**INSTRUCTIONS FOR THE TASK**
Please reproduce exactly the line that carries "Target: stainless steel microwave" and all remaining lines through the last line of the data, and write nothing else.

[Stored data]
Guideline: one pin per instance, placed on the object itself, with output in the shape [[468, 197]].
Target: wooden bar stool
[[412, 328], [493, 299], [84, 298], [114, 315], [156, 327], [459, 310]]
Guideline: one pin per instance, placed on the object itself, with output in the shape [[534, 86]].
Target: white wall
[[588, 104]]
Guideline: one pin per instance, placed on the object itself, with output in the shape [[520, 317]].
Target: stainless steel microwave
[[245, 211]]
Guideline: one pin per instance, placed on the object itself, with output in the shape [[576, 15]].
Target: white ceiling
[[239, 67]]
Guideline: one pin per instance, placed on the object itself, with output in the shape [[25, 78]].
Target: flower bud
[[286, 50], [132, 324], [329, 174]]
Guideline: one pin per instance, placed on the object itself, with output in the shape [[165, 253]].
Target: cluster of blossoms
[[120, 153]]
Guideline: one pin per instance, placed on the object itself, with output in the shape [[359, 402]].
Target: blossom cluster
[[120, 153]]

**EXERCISE RESULT**
Target: stainless steel microwave
[[245, 211]]
Guideline: one pin per instance, placed on the object itself, with output in the shape [[576, 15]].
Target: white ceiling
[[239, 67]]
Guideline: one pin per instance, placed on the object itself, with output in the shape [[25, 78]].
Target: flower bud
[[286, 50], [132, 324], [329, 174]]
Guideline: one pin per instance, placed on the object itself, with output in the shape [[165, 253]].
Target: cluster of blossoms
[[120, 153]]
Guideline: one pin per instance, placed on the object itself, with output in the shape [[359, 402]].
Target: blossom cluster
[[120, 153]]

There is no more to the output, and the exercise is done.